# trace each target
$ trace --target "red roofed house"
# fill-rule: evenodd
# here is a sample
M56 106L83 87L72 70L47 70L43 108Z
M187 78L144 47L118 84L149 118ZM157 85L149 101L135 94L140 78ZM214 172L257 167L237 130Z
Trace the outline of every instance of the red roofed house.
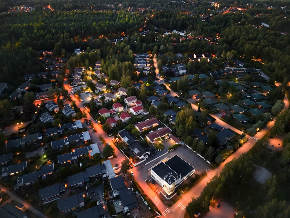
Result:
M147 134L145 136L148 141L153 144L158 138L165 137L165 139L168 138L172 133L168 128L163 127Z
M109 112L111 114L111 115L112 115L113 114L115 114L117 112L115 110L113 110L113 109L109 110Z
M177 144L181 144L181 141L179 139L175 136L175 135L173 135L171 134L169 136L169 137L170 138L170 139L174 141L174 142L175 142L175 143Z
M139 101L135 102L135 105L136 106L140 106L142 105L142 103Z
M115 127L116 126L116 124L117 123L116 120L113 117L109 117L105 122L110 124L111 127Z
M120 115L119 117L123 123L126 123L128 120L132 117L126 112L123 112Z
M111 113L106 108L102 108L98 111L101 116L104 117L110 117L111 115Z
M152 118L150 119L147 119L145 121L138 123L134 125L135 128L139 132L143 132L144 130L153 126L158 126L160 124L159 121L157 118Z
M143 112L143 107L142 106L136 106L130 108L130 112L136 116Z
M128 98L124 99L124 101L127 104L128 106L131 106L133 105L135 101L137 101L137 98L136 96L130 96Z
M124 107L123 107L123 106L119 102L115 103L112 106L116 112L121 112L124 110Z

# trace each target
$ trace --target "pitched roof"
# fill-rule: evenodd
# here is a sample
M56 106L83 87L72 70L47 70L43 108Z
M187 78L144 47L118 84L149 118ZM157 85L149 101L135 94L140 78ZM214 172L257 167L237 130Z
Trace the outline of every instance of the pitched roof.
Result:
M105 108L102 108L102 109L99 110L98 112L101 115L104 114L106 113L110 113L109 110Z
M116 102L113 104L112 106L113 107L113 108L116 108L121 107L123 107L123 106L119 102Z
M127 117L131 117L132 116L126 112L123 112L119 116L122 119L124 120Z

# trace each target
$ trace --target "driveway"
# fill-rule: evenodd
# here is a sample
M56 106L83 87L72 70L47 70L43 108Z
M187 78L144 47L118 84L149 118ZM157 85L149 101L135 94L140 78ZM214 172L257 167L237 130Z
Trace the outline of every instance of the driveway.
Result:
M30 204L28 204L23 200L19 198L18 197L17 197L12 192L3 186L0 185L0 188L1 189L1 190L2 191L7 193L10 196L10 201L14 200L19 203L22 204L25 206L25 208L26 209L29 210L37 216L38 217L43 217L43 218L48 218L48 217L47 217L40 212L40 211L36 210L36 209L33 207ZM40 201L40 200L39 200Z

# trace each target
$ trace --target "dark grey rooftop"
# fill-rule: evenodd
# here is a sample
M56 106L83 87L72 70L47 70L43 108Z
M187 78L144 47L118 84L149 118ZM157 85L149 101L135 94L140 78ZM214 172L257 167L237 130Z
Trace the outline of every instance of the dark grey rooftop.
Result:
M84 181L85 179L82 172L77 173L68 177L68 182L69 186L82 183Z
M60 192L65 190L64 183L57 183L40 189L39 196L43 200L59 194Z
M126 187L124 180L122 176L117 176L110 179L110 183L113 191L117 190Z

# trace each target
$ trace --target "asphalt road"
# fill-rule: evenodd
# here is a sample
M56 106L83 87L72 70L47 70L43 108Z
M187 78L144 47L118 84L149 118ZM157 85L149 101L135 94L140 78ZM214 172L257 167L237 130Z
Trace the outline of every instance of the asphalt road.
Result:
M36 209L33 207L30 204L29 204L23 200L17 197L12 192L3 186L0 185L0 188L1 189L1 190L2 191L7 193L10 196L10 198L9 199L9 201L12 200L14 200L19 203L22 204L25 206L25 208L26 209L29 210L32 213L38 216L39 217L43 217L43 218L48 218L48 217L47 217L40 211L36 210ZM40 201L40 200L39 200Z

TASK DETAILS: Extract every line of the data above that contains the string "rooftop". Matching is case-sensitive.

EXERCISE OUTPUT:
$ trace --target "dark grey rooftop"
Trace the outline of every instance of the dark grey rooftop.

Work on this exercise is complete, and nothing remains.